Starting at the first line of the items and ending with the first line that contains "107), (226, 120), (39, 117)]", render each line as a row of a Markdown table with columns Row and Line, leaving out blank lines.

Data supplied
## BEGIN
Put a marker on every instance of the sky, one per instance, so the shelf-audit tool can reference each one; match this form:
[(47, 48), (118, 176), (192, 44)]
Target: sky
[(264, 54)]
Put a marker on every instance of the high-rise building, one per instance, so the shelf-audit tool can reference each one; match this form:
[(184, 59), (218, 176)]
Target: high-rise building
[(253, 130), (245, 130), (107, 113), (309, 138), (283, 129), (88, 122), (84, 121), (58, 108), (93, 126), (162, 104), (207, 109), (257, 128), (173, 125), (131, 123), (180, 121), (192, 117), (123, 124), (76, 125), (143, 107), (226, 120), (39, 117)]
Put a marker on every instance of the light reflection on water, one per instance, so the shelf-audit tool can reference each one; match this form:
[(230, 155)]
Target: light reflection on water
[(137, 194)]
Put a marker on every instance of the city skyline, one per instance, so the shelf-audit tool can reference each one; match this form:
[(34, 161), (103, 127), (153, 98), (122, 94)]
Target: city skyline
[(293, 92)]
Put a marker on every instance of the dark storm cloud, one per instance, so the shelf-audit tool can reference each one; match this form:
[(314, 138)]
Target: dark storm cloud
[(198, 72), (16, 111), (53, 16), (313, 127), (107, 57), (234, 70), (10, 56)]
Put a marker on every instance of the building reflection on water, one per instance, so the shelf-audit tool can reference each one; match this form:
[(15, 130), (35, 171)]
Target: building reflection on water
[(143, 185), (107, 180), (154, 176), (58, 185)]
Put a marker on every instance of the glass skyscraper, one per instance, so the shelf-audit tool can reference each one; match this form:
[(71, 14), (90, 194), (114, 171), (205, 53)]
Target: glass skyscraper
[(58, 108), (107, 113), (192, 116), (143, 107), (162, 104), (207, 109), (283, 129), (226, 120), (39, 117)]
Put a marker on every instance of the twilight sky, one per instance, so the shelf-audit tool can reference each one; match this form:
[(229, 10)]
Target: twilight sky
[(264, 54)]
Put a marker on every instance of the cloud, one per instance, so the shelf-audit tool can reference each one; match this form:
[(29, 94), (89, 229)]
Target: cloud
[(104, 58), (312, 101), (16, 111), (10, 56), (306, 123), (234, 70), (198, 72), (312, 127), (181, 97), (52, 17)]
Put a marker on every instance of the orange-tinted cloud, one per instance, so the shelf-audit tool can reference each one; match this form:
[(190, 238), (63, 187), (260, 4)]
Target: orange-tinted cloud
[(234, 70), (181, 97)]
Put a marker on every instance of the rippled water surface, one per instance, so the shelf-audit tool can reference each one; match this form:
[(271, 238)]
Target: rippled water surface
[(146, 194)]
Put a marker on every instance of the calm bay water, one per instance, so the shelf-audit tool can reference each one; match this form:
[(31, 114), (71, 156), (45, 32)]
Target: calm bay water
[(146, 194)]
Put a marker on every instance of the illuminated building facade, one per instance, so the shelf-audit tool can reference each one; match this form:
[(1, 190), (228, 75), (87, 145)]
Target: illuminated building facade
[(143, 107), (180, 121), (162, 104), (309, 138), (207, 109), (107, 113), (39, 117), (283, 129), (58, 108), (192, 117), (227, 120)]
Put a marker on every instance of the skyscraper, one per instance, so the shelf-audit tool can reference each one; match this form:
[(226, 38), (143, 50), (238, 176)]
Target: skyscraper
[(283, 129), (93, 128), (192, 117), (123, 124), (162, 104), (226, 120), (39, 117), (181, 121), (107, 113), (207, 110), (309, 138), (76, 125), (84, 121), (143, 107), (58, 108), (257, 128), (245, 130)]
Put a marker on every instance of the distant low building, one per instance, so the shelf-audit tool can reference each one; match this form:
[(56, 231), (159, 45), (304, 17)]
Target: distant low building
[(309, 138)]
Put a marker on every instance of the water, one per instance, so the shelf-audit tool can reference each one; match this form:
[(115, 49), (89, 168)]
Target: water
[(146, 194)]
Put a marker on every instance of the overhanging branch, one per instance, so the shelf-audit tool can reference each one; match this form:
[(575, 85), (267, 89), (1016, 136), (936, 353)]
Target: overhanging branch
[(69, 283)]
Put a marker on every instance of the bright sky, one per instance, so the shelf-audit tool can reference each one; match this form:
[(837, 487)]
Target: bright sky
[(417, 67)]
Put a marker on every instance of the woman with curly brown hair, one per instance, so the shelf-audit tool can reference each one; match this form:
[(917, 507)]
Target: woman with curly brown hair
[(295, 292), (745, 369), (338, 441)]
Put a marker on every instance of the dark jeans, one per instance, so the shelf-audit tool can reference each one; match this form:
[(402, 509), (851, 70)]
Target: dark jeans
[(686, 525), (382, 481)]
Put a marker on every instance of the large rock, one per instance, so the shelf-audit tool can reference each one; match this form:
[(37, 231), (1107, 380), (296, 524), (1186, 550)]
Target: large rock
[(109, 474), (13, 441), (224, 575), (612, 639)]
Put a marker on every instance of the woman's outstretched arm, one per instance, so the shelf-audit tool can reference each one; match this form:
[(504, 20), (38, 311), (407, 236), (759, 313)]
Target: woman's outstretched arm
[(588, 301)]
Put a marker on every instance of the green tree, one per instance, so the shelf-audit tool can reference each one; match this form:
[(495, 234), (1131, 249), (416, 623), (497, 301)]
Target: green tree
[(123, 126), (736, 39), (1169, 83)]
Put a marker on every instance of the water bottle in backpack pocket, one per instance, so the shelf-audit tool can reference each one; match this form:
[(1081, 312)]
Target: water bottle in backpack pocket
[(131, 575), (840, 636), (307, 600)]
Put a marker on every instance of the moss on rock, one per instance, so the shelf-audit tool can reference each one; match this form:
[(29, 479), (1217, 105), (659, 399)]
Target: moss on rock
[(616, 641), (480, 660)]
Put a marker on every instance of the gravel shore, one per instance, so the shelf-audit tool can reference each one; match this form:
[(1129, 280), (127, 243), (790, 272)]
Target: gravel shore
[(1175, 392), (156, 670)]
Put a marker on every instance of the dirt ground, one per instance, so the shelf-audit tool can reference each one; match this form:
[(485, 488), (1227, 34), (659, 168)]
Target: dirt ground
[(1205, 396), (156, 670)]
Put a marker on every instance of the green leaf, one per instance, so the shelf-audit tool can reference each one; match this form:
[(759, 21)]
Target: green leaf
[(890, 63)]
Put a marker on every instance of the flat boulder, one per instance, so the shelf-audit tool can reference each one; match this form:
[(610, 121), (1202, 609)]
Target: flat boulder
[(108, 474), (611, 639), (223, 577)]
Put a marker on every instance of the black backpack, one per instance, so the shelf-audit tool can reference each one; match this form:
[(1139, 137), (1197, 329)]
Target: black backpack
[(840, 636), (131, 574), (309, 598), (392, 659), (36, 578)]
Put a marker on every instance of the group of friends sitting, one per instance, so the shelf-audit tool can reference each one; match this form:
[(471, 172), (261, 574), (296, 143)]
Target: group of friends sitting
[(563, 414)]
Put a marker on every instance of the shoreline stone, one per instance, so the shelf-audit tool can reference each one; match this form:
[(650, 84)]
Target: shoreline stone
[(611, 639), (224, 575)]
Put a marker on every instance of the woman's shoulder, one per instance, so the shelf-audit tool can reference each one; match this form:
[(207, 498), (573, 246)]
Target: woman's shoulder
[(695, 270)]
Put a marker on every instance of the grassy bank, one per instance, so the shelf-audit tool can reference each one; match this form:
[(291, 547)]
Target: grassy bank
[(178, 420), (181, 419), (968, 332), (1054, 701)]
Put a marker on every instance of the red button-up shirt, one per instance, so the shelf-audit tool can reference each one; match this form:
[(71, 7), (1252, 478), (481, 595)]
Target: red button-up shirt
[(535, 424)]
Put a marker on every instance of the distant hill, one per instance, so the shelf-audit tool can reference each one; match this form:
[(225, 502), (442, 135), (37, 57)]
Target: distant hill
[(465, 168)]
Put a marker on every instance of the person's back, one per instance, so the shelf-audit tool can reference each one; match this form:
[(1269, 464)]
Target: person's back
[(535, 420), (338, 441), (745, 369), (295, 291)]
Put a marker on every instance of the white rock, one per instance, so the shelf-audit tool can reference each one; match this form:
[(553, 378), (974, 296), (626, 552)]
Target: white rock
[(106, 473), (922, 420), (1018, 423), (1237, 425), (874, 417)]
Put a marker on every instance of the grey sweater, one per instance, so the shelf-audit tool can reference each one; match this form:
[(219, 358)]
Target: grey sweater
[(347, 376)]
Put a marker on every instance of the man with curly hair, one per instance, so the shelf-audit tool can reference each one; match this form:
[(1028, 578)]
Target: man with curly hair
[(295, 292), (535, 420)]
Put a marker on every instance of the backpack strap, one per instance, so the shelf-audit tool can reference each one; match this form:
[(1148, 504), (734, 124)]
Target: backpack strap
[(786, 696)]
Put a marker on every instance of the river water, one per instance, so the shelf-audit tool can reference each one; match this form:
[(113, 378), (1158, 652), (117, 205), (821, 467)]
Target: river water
## END
Output for this exercise
| Row | Line |
|---|---|
| 1 | Put a marker on every instance of the sky, one per instance, so the shelf-audit tool can reference each one; match this form: |
| 2 | [(47, 48), (118, 176), (192, 44)] |
| 3 | Target: sky |
| 4 | [(264, 54)] |
| 5 | Put a marker on every instance of the high-rise building, one per instance, so the shelf-audit tool can reference each one; match this form: |
| 6 | [(184, 59), (218, 176)] |
| 7 | Target: high-rise building |
| 8 | [(253, 130), (245, 130), (107, 113), (309, 138), (283, 129), (88, 122), (84, 121), (58, 108), (93, 126), (162, 104), (207, 109), (257, 128), (173, 125), (131, 123), (180, 121), (192, 117), (123, 124), (76, 125), (143, 107), (226, 120), (39, 117)] |